Page last updated at 01:00 GMT, Wednesday, 18 March 2009

Tracking dementia patients with GPS

By Louise Price
BBC Radio 5 live

GPS tracker
Relatives and police can use the GPS tracker
An NHS trust has become the first in the country to try fitting dementia patients with tracking devices.

The Oxfordshire and Buckinghamshire Mental Health Trust has worked with a technology company to develop an electronic tag for people with the condition.

Sue Fulford-Dobson's partner Ian loves to take an evening stroll. Unfortunately, his vascular dementia means he then forgets where he is.

"He is fascinated by sunsets," said Sue.

"So suddenly at eight o'clock at night he will say: 'There's a lovely sunset; I think I'll just go and see if I can see it better'. And that's when he will disappear.

"I mentioned to our GP this was becoming a problem. We'd had a couple of really bad incidents where we'd had to call the police out and he'd been missing for more than 24 hours, overnight."

Secure website

Ian is now one of 20 patients from the Thames Valley and Somerset areas taking part in a two-year trial to test a satellite tracking device, which works by using Global Positioning System technology.

The tracker is worn by the patient or fitted to their clothes and allows their movements to be monitored on a map via a secure website.

With the development of GPS technology, we think people with dementia might have more freedom to go out
Dr Rupert McShane

A carer can also be alerted by a phone call or text if the wearer goes outside a specific area.

........

Exercise brief ▸
Answer these questions using the article on tracking dementia patients with GPS.
1. According to Sue, what is Ian fascinated by?
2. How many patients are taking part in the two-year trial?
3. How can a carer be alerted if the wearer goes outside a specific area?

........

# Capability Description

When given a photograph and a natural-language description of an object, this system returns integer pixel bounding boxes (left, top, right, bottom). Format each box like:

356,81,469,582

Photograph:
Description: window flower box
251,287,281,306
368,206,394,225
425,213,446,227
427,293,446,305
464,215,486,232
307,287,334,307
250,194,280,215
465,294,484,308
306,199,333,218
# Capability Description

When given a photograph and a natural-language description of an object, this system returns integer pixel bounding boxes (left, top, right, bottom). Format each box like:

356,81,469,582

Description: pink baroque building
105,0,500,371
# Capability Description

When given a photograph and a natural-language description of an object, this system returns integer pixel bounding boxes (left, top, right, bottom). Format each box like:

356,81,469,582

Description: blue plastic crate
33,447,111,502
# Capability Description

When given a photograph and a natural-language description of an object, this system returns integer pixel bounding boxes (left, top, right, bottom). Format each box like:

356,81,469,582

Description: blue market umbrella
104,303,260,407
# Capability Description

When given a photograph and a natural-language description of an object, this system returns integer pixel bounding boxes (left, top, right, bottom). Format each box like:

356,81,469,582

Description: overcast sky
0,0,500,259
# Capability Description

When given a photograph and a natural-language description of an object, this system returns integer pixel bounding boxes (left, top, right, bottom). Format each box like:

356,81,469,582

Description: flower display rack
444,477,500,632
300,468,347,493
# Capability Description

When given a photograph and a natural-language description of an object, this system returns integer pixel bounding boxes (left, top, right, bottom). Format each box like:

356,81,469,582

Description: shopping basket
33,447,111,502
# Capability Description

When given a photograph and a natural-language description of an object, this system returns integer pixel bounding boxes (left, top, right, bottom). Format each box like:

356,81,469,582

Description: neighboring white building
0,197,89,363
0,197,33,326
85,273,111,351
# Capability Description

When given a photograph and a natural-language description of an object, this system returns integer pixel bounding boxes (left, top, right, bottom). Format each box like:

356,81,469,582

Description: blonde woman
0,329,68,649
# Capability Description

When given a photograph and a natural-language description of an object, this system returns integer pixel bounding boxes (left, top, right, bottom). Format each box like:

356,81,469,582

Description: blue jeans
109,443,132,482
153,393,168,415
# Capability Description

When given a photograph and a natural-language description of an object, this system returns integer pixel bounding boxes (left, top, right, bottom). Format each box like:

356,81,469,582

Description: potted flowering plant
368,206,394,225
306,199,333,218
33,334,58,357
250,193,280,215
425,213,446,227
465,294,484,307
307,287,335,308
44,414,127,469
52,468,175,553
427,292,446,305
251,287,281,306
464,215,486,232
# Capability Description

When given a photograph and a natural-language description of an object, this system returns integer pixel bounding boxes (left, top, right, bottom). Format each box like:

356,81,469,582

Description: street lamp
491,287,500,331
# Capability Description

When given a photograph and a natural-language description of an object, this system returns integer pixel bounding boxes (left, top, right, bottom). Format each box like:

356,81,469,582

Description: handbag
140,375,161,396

........

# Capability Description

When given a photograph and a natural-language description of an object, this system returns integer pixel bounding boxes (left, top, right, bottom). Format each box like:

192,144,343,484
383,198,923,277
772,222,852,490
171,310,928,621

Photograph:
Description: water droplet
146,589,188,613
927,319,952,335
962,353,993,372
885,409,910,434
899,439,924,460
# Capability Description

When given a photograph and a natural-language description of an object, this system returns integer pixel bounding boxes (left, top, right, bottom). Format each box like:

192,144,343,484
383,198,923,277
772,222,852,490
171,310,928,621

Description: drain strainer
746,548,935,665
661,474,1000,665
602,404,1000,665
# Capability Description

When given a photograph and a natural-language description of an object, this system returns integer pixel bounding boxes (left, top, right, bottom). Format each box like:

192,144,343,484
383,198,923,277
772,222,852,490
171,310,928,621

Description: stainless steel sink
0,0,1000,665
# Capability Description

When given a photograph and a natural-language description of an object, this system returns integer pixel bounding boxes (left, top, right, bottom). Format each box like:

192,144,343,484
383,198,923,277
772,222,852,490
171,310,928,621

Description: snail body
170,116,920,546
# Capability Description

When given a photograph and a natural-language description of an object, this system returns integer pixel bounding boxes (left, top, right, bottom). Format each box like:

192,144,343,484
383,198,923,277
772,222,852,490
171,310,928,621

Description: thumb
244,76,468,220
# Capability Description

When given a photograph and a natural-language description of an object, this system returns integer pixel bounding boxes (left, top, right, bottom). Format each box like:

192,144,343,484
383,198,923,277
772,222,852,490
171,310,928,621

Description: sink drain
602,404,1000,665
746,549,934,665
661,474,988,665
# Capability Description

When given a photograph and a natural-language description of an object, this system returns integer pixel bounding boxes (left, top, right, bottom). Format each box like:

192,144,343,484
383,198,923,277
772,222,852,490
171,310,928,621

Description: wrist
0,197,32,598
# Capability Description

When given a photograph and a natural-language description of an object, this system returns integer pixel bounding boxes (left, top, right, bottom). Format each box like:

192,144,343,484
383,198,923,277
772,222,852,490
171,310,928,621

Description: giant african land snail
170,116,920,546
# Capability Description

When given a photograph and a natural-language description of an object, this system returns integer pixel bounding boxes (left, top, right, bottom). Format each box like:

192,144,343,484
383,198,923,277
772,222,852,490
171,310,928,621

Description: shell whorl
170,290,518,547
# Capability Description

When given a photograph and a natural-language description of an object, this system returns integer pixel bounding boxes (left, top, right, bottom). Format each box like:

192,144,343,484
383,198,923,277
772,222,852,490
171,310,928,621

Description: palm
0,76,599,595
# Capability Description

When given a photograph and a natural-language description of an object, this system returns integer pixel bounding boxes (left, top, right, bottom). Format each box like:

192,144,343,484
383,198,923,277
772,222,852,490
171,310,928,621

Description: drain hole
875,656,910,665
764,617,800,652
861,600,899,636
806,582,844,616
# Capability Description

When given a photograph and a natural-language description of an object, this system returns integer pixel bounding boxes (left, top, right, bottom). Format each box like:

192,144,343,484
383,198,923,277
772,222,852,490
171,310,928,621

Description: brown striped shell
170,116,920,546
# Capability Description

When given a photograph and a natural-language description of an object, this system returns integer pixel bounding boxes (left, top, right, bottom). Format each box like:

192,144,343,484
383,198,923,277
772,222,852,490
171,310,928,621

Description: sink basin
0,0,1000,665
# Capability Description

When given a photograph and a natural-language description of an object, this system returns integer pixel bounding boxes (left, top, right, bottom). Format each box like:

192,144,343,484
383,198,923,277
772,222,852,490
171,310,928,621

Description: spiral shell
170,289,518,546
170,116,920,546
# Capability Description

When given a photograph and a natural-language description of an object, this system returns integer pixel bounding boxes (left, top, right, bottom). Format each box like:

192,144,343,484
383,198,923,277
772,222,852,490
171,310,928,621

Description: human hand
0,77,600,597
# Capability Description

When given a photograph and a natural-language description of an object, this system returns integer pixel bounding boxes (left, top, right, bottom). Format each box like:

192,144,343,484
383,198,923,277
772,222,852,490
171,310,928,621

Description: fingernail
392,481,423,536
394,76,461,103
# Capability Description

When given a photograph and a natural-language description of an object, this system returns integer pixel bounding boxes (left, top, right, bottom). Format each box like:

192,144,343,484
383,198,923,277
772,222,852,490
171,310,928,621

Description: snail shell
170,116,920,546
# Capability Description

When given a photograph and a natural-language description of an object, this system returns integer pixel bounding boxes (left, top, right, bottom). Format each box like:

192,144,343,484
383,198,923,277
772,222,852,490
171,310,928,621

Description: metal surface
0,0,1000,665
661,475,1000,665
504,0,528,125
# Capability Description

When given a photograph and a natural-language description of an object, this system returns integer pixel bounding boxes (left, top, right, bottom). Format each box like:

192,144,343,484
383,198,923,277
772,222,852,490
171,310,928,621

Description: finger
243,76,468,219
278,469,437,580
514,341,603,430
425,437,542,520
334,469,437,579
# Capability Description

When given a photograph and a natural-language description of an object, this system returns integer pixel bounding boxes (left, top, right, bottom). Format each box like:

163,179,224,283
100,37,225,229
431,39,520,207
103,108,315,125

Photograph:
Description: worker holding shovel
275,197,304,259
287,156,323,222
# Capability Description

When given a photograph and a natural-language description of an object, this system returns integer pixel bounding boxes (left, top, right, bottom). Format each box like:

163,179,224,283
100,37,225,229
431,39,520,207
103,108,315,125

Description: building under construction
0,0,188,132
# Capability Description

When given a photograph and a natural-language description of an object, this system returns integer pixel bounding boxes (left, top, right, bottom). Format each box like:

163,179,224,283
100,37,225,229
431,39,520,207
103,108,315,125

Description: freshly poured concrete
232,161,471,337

........

Answer to this exercise ▸
1. Sunsets.
2. 20 patients.
3. By a phone call or text.